The task here is to set down every line of the listing exactly.

* * * *

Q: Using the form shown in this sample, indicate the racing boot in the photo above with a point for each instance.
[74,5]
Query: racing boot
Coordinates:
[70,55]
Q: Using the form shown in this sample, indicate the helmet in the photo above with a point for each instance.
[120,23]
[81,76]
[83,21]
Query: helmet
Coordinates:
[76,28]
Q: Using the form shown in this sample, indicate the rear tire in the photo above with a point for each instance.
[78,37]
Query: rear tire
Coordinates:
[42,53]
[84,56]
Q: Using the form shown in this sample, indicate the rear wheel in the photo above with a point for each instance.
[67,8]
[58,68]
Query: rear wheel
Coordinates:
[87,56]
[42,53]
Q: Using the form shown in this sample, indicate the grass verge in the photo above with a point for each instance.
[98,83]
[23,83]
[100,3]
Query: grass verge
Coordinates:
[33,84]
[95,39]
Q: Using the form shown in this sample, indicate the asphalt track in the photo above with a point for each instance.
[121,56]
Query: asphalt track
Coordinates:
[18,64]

* * * *

◆ **Solution**
Q: Using the form shown in this sample, indicate the racing boot in the photo above with a point for each instance.
[74,5]
Query: racing boot
Coordinates:
[70,55]
Q: Using the form shown in this sample, indicate the helmet in the photo above with a point for each instance.
[120,23]
[81,76]
[83,21]
Query: helmet
Coordinates:
[76,28]
Q: Using the form shown in this sample, indicate the rear tire in the photo above with a point for each instance.
[78,37]
Query: rear tire
Coordinates:
[42,53]
[84,56]
Q: Using the form shown in this sample, indicate the rear wheel in the photo above with a point for each instance.
[67,8]
[58,68]
Query: rear wheel
Coordinates:
[87,56]
[42,53]
Q: Using the form shown in this sample, indicate the grass verge in the photo above with a point for each instance.
[98,83]
[23,83]
[100,3]
Query: grass verge
Coordinates:
[33,84]
[95,39]
Q: Using the form shown in this sample, indicate the asphalt track in the photo above with a point for each instance.
[121,56]
Query: asphalt track
Coordinates:
[18,64]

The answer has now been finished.